▸ Exercise instructions:
The reply should be an exact repeat of the listing, with no pictures in it.

***

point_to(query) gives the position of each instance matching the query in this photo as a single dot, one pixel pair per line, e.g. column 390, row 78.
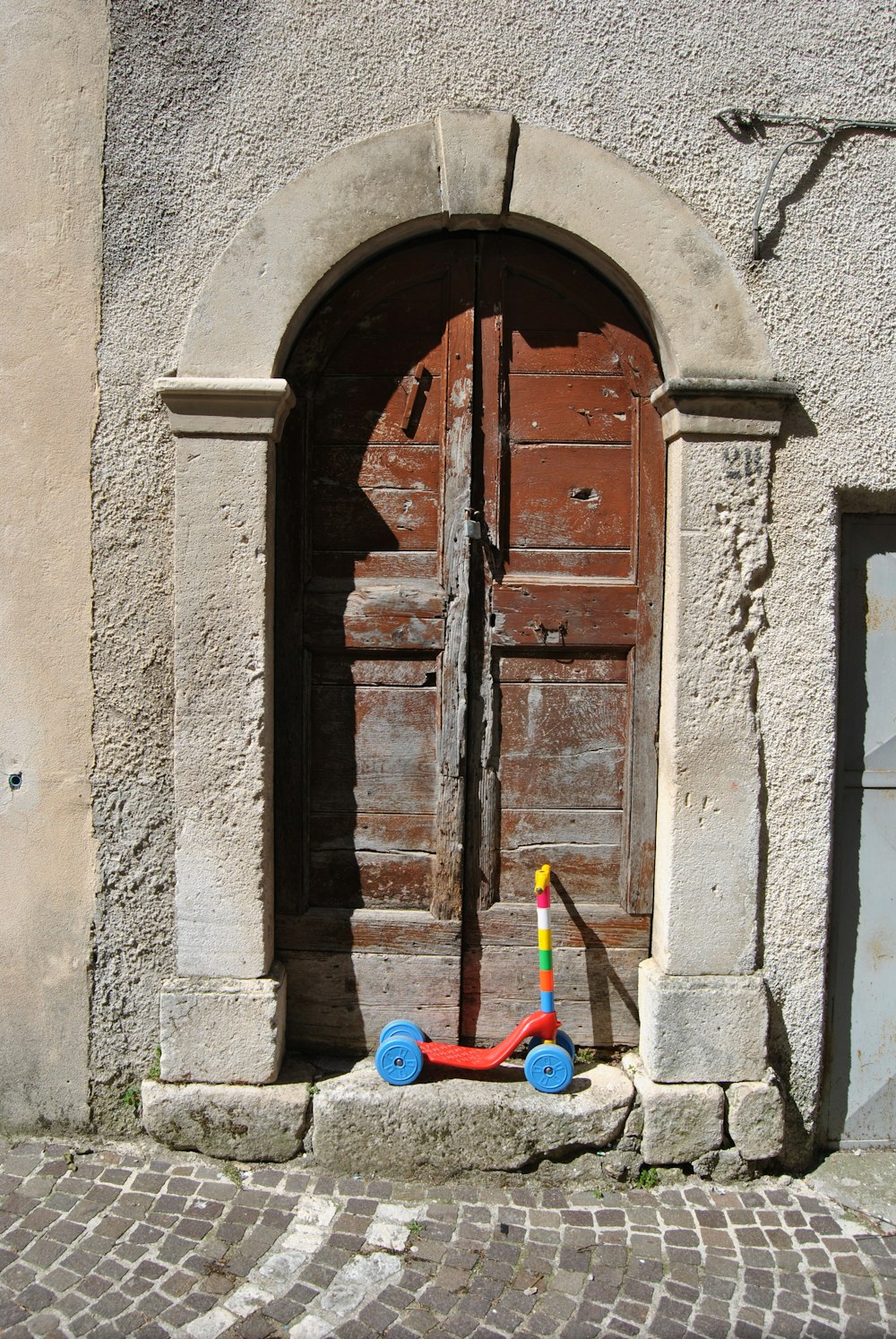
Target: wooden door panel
column 452, row 715
column 374, row 409
column 521, row 828
column 570, row 497
column 570, row 409
column 378, row 433
column 596, row 991
column 565, row 350
column 567, row 471
column 573, row 616
column 340, row 1002
column 403, row 615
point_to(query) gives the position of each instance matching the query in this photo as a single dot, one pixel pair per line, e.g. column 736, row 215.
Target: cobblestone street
column 129, row 1240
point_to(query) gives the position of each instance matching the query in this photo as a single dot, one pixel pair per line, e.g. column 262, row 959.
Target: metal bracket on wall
column 814, row 132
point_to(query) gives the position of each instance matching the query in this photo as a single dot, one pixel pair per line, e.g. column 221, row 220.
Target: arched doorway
column 470, row 517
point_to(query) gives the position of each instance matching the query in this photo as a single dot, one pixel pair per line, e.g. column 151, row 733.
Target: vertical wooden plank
column 455, row 579
column 644, row 683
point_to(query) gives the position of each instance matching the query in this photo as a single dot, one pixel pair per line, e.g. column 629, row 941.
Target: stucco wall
column 53, row 81
column 213, row 106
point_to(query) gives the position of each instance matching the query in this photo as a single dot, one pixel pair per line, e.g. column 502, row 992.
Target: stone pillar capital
column 227, row 406
column 720, row 407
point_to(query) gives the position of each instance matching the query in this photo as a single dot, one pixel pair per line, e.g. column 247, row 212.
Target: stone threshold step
column 355, row 1124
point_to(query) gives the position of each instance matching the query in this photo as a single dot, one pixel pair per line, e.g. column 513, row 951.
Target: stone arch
column 473, row 168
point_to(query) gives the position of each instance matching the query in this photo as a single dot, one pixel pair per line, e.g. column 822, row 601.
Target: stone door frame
column 702, row 994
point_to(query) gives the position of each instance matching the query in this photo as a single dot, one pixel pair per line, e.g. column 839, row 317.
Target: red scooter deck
column 544, row 1026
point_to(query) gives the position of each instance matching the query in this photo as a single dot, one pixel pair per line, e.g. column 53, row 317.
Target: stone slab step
column 450, row 1125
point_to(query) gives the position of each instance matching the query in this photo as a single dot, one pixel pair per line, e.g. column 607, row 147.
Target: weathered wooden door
column 470, row 500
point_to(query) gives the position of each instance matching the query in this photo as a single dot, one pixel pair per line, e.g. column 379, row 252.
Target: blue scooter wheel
column 400, row 1027
column 400, row 1060
column 548, row 1067
column 563, row 1040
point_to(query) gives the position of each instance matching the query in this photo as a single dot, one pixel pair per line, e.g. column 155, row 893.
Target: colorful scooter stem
column 546, row 947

***

▸ Solved problem:
point_to(query) gives the position of each instance matching the query in this photo as a single dot, one pixel pair per line, e.g. column 390, row 78.
Target: wooden door panel
column 452, row 715
column 374, row 409
column 521, row 828
column 570, row 497
column 570, row 409
column 378, row 433
column 596, row 991
column 565, row 350
column 567, row 471
column 573, row 616
column 340, row 1002
column 403, row 615
point_to(query) gives the position of each instance matching the query in this photo as a single dot, one pixel pair per line, e.g. column 736, row 215.
Target: cobblestone street
column 129, row 1240
point_to(query) gives the position of each instance matching the query in this photo as a single dot, one pixel pair per line, e.g. column 262, row 959.
Target: metal bracket on wall
column 814, row 132
point_to(query) gives the position of each instance matching the query in this photo as a single dot, one pixel pair per line, e.g. column 221, row 220.
Target: arched doorway
column 470, row 517
point_to(query) gives the position of each instance matching the query in this photo as a single dot, one pixel pair per line, e.g. column 151, row 733.
Target: vertical wooden plank
column 455, row 579
column 644, row 683
point_to(query) gives the position of each instance matching the query in this photo as a single dot, one pixel pair per line, e.g. column 629, row 941.
Target: stucco wall
column 53, row 81
column 213, row 106
point_to(query) gives the position of each instance matching the query in this photo as a single dot, one pixel pair per line, e.g. column 502, row 992.
Target: stone pillar capital
column 227, row 406
column 720, row 407
point_to(query) gives the position of each instance matching the query in this photo as a single dot, one pixel pair per line, e.g. column 247, row 212.
Target: stone threshold step
column 355, row 1124
point_to(query) gives the position of each instance matching the query in this photo as a single dot, one pixel pair per line, e.g. column 513, row 951.
Target: stone arch
column 473, row 168
point_to(query) gives the position of each instance matching the query in this photo as a single dot, one pixel pair per line, e.g. column 822, row 601.
Target: stone door frame
column 702, row 994
point_to(query) gives the position of each instance matching the query in this photo as a single dot, one pixel pair per line, e.g. column 839, row 317.
Target: red scooter deck
column 544, row 1026
point_to(query) gives the position of each instance matching the query in this photo as a single dot, one pixel pair per line, e.g. column 53, row 317.
Target: stone slab step
column 450, row 1125
point_to(query) gives the position of each instance matching the query in this photo as a single dot, one pixel pair per line, e.g. column 607, row 147.
Target: weathered wooden door
column 470, row 500
point_to(query) gives the position of each instance matching the query in this photo as a single dot, one pixel pair per line, e.g. column 379, row 252.
Target: blue scooter wheel
column 400, row 1027
column 400, row 1060
column 548, row 1067
column 563, row 1040
point_to(query) gives the position of each instance matching the query in this photo as a single dot, one pixel pair per line, e.g. column 155, row 893.
Target: colorful scooter stem
column 546, row 947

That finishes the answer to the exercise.